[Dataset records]
_ _ _ _

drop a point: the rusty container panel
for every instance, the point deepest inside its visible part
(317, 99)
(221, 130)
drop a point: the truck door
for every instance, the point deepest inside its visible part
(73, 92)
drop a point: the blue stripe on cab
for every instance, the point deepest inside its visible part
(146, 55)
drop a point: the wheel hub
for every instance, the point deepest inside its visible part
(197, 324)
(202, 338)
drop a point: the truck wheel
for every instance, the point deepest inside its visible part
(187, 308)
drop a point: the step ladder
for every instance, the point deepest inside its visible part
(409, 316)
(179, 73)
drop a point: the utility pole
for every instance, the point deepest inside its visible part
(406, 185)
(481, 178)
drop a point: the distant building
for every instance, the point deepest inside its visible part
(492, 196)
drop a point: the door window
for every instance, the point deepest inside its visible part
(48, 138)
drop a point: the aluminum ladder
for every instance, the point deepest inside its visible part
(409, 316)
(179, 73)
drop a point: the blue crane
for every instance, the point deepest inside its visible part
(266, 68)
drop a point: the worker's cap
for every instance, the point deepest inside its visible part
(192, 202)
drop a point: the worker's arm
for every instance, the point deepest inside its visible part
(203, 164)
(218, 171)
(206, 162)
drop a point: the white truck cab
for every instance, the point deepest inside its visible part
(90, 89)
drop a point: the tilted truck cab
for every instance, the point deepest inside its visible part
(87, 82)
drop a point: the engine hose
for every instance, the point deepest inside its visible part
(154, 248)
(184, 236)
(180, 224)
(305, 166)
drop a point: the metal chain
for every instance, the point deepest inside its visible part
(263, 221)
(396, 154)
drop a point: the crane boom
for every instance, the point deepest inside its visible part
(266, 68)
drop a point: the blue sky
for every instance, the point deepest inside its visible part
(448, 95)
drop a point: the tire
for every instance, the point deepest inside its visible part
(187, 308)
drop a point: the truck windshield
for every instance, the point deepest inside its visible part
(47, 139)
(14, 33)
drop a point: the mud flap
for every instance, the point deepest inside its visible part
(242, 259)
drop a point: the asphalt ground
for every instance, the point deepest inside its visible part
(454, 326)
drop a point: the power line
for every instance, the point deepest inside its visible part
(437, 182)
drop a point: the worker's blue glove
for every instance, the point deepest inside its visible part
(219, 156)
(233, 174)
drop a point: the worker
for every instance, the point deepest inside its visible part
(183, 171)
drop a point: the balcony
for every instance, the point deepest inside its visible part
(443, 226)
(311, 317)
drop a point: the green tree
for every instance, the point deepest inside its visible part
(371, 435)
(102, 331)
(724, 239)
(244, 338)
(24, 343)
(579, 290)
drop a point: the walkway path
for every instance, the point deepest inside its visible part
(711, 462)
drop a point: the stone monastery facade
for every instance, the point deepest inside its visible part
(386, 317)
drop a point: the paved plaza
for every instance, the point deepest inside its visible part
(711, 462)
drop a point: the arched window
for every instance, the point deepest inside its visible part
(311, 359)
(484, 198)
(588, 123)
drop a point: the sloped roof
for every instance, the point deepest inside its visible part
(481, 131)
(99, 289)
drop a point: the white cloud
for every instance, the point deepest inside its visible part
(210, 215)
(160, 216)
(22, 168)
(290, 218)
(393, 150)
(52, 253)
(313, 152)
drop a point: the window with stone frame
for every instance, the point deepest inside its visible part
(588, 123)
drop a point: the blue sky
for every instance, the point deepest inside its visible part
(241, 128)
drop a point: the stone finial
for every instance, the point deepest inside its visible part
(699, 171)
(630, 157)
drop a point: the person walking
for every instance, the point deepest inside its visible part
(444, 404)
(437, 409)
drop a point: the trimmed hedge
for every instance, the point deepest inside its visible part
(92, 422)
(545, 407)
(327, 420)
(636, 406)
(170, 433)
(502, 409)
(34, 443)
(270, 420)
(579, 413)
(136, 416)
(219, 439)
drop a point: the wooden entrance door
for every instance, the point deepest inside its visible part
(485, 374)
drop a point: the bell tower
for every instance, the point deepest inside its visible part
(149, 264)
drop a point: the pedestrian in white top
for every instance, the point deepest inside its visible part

_ _ _ _

Task goal - Reproduce all of the records above, line for line and without any changes.

Result of this exercise -
drop a point: the rusty container panel
for every instance, the point deepest inside its visible part
(317, 99)
(221, 130)
drop a point: the truck door
for every instance, the point deepest inside its visible part
(73, 92)
drop a point: the blue stripe on cab
for every instance, the point deepest inside its visible part
(146, 55)
drop a point: the wheel hub
for every instance, the point deepest inside its visible part
(197, 324)
(202, 338)
drop a point: the truck wheel
for every instance, the point deepest inside its visible part
(187, 308)
drop a point: the step ladder
for every instance, the point deepest inside its visible part
(409, 316)
(179, 73)
drop a point: the utility pole
for every instance, the point deepest inside its visible part
(406, 185)
(481, 178)
drop a point: the distant building
for every instance, the point deepest inside its visible part
(492, 196)
drop a point: the door window
for every instance, the point deepest inside its visible part
(48, 138)
drop a point: the aluminum ladder
for every instance, the point deepest inside its visible part
(409, 316)
(179, 73)
drop a point: the blue crane
for every instance, the point deepest inside its visible part
(266, 68)
drop a point: the worker's cap
for every instance, the point deepest inside its visible part
(192, 202)
drop a point: the worker's arm
for every instance, the point deepest inside its visible part
(203, 164)
(218, 171)
(206, 162)
drop a point: the white truck cab
for every instance, the point deepest inside its visible part
(90, 89)
drop a point: the tilted truck cab
for every instance, the point deepest inside its visible part
(87, 82)
drop a point: the engine hose
for every instance, the point deepest inside its visible part
(154, 248)
(184, 236)
(180, 224)
(305, 166)
drop a point: the metal chain
for every instance, the point deepest inside its visible part
(263, 221)
(396, 154)
drop a point: the crane boom
for every instance, the point deepest inside its visible part
(266, 68)
drop a point: the blue sky
for every instance, the point deepest inside its visible part
(448, 95)
drop a point: the tire
for every instance, the point deepest inside its visible part
(187, 308)
drop a point: the truck windshield
for every instance, the point deepest inside its visible part
(47, 139)
(14, 33)
drop a point: the mud flap
for every instance, the point deepest inside its visible part
(242, 259)
drop a point: the asphalt ground
for every instance, the point deepest inside its visible part
(454, 326)
drop a point: the power line
for every instance, the point deepest inside its visible part
(437, 182)
drop a point: the worker's blue glove
for every instance, the point deepest inside its visible part
(219, 156)
(233, 174)
drop a point: the worker
for every instance, the point deepest inside its visible part
(183, 171)
drop a point: the balcony
for every instance, the point deepest inside its visible part
(443, 226)
(311, 317)
drop a point: the green tree
for every instance, the point deepest inside its visible part
(371, 435)
(102, 331)
(724, 239)
(244, 338)
(24, 343)
(579, 290)
drop a point: the walkway path
for every instance, the point deepest inside its visible part
(711, 462)
drop a point: the stone monastery facade
for every instance, the point deepest inside its visible part
(386, 317)
drop a point: the paved plaza
for every instance, the point deepest inside its visible part
(711, 462)
drop a point: the arched window
for every instance, the point deepest inside its visible part
(311, 359)
(484, 198)
(588, 123)
drop a point: the sloped roof
for every instance, the point deepest inside its visible part
(481, 131)
(99, 289)
drop a point: the white cloud
for every instance, the point deepest inside its visible part
(210, 215)
(160, 216)
(22, 168)
(290, 218)
(393, 150)
(52, 253)
(313, 152)
drop a point: the window with stone frame
for every instance, the point deepest inside its visible part
(588, 123)
drop a point: the blue sky
for every instance, the point deepest inside its visible part
(241, 128)
drop a point: the stone finial
for every instance, the point deepest inside its visible part
(699, 171)
(630, 157)
drop a point: the person walking
for every instance, the point deepest inside its visible part
(444, 404)
(437, 409)
drop a point: the trimmed hedge
for every instance, the point deepest inside its visible part
(92, 422)
(545, 407)
(327, 420)
(636, 406)
(170, 433)
(502, 409)
(34, 443)
(270, 420)
(579, 413)
(136, 416)
(219, 439)
drop a point: the wooden entrance door
for every instance, the point deepest inside its visible part
(485, 374)
drop a point: the bell tower
for every instance, the point deepest inside its visible part
(149, 264)
drop a point: the pedestrian in white top
for every instance, the point deepest inside its visible part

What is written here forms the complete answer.